Problem details » Output only the lines from the one holding "point: small plant" to the end of the data below, please, copied exactly.

Supplied information »

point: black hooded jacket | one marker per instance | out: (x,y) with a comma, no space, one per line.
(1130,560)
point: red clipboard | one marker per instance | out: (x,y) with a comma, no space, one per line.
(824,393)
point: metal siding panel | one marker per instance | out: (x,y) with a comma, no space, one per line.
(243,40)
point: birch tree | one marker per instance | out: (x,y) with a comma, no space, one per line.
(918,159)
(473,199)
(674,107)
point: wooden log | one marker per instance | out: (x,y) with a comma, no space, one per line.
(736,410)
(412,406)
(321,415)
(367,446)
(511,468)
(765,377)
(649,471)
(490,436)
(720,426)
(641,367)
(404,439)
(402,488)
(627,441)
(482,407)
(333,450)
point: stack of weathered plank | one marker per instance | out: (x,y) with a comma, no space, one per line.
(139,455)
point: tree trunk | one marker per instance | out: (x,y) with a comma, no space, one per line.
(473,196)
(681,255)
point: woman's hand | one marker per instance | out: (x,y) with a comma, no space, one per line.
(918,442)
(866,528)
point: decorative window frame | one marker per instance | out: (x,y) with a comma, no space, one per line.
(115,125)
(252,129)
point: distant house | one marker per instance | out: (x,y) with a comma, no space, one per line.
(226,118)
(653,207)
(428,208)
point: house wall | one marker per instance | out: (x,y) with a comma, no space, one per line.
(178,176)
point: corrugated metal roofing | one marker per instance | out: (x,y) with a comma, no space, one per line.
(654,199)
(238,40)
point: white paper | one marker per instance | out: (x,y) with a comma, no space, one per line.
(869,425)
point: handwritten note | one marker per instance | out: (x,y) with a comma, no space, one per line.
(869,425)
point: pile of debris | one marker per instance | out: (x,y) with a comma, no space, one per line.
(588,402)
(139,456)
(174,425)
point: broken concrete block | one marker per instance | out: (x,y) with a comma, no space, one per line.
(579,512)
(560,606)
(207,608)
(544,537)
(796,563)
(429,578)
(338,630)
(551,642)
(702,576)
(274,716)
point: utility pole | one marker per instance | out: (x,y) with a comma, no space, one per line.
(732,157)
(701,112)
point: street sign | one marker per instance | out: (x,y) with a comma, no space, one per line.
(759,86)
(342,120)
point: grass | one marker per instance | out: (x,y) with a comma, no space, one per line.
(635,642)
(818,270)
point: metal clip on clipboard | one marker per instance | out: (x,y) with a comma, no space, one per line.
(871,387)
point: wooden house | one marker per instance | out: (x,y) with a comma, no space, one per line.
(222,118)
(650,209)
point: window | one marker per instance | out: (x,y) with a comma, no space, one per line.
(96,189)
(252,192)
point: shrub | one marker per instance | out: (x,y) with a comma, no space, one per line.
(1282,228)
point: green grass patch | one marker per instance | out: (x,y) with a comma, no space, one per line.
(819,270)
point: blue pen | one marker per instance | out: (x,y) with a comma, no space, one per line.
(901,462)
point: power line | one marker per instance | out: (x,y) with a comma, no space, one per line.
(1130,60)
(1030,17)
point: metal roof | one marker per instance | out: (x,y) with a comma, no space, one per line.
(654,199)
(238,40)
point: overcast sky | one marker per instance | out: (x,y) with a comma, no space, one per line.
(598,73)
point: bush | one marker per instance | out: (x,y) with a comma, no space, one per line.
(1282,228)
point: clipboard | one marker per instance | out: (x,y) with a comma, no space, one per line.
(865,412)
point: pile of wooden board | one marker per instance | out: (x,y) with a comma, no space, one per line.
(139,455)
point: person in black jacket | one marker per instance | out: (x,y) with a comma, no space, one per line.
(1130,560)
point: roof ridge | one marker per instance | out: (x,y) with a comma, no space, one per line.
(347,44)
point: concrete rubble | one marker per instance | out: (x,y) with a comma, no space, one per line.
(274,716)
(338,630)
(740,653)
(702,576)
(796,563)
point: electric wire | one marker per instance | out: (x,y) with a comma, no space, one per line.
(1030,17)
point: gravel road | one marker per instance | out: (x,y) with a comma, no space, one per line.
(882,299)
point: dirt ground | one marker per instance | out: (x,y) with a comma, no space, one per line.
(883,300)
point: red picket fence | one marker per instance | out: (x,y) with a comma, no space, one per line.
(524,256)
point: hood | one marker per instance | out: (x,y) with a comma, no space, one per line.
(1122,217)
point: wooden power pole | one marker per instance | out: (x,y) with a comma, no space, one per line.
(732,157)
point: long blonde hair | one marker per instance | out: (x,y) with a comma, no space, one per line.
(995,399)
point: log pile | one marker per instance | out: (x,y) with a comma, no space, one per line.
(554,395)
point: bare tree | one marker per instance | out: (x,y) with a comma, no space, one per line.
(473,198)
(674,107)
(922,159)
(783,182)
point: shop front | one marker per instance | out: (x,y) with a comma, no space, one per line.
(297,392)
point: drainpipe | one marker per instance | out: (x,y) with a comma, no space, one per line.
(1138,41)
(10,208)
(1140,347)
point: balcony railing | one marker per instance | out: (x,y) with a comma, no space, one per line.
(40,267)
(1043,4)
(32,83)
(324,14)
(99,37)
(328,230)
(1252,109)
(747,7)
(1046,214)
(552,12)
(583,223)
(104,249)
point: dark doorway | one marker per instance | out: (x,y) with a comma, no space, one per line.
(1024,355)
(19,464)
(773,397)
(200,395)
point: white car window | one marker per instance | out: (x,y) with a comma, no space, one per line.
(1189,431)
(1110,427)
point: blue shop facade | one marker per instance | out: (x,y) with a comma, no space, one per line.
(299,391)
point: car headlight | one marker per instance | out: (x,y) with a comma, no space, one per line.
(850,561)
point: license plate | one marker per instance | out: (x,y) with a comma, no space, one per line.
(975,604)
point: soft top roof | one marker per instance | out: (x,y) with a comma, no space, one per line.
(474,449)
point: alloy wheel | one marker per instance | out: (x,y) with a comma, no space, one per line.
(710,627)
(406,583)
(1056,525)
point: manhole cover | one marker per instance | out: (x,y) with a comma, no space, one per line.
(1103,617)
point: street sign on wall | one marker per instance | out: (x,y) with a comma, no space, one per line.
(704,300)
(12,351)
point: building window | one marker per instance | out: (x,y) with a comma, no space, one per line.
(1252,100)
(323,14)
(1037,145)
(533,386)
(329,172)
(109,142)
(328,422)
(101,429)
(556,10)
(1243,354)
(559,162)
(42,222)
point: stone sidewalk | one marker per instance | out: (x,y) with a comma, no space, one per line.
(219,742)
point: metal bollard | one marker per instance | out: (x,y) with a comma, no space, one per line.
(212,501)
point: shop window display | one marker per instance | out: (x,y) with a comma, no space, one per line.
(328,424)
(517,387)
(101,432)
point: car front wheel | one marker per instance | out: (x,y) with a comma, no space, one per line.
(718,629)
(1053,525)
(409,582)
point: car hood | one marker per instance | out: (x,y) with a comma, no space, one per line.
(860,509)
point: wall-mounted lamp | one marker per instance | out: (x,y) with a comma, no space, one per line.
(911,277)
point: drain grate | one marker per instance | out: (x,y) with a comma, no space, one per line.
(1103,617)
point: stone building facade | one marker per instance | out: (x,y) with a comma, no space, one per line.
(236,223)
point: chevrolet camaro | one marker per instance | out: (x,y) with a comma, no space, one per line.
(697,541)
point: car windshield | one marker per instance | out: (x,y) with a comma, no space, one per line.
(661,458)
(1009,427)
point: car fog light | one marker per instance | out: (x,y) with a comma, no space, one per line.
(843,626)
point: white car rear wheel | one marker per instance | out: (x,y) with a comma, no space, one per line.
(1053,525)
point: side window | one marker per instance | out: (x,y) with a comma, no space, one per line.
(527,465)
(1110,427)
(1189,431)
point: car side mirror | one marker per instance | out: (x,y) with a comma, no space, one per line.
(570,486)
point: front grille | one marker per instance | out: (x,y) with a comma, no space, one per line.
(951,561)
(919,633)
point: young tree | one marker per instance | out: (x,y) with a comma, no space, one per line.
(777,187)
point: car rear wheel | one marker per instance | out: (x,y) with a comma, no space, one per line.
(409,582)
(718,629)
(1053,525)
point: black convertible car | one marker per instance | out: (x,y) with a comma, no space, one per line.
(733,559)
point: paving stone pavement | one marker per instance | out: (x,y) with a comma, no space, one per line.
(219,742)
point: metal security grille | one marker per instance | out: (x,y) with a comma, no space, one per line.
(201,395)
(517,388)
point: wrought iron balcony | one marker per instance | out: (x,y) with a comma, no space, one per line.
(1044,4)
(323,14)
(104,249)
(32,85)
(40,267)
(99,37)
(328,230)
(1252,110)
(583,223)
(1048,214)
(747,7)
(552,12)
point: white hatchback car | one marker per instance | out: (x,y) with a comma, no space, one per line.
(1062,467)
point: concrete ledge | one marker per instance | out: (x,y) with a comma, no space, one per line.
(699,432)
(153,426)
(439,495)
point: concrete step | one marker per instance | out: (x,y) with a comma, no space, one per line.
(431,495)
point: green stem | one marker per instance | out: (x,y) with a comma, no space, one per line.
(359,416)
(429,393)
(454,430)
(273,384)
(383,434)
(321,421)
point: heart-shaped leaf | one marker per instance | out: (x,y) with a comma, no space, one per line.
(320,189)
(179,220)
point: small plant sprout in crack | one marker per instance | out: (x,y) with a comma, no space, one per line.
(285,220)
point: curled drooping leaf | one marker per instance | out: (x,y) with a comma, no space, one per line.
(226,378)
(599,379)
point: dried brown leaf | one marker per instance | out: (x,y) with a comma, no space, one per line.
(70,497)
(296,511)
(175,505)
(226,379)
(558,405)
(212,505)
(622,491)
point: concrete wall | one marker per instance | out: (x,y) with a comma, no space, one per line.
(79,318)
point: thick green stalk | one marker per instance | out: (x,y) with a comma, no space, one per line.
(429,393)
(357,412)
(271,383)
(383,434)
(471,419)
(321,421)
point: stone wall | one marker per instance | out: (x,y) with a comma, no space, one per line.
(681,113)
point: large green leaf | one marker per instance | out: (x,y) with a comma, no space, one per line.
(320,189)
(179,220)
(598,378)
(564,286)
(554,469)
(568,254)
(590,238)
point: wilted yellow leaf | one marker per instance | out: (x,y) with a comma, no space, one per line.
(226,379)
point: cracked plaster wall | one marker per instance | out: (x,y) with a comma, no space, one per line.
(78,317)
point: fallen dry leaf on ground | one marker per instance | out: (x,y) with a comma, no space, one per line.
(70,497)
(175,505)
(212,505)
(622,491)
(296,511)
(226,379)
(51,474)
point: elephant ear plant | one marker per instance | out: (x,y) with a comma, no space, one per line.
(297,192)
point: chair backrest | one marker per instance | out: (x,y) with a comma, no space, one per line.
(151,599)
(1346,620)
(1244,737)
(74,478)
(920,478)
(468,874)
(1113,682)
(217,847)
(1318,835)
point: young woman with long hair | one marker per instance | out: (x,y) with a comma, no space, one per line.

Written answer »
point: small plant sprout in crack | one marker per instance | out: (x,y) with a comma, no space, one per line.
(285,220)
point: curled drooping leaf | one marker per instance | out: (x,y) with a comma, no space, one per line.
(226,378)
(599,379)
point: dried brown leaf | one marker per instance | out: (x,y) with a comma, no space, one per line.
(70,497)
(296,511)
(175,505)
(226,379)
(558,405)
(212,505)
(622,491)
point: concrete wall | one marker per instance | out: (x,y) with a comma, no space, one per line.
(79,318)
point: thick green stalk | one marker per instance | out: (x,y) with a comma, no space, one per line.
(429,393)
(357,412)
(271,383)
(383,434)
(471,419)
(321,421)
point: stone wall | one marker per instance | out: (x,y) with a comma, no space, one per line.
(681,113)
point: large green leaf | one marker per instance | out: (x,y) with a comma, no space, one per line.
(320,189)
(179,220)
(598,378)
(564,286)
(554,469)
(568,254)
(590,238)
point: wilted yellow leaf | one marker per instance | out: (x,y) with a comma, no space, one per line.
(226,379)
point: cracked plaster wall | one marker per instance | out: (x,y) with a comma, no space, one per line.
(78,317)
point: fallen dry leaf on ground | one marker per instance | out: (x,y) with a comma, no space, one per line.
(70,497)
(175,505)
(212,505)
(622,491)
(296,511)
(226,379)
(51,474)
point: elephant ear plant | one marker per instance | out: (x,y) with a comma, no space, one per line.
(297,192)
point: chair backrest | one marker per instance | out: (x,y) with a comma, no space, one per line.
(151,599)
(1346,620)
(1244,737)
(74,478)
(920,478)
(468,874)
(1113,682)
(217,847)
(1318,835)
point: young woman with long hair | one marker per instance | out: (x,y) with a comma, no space, one per line.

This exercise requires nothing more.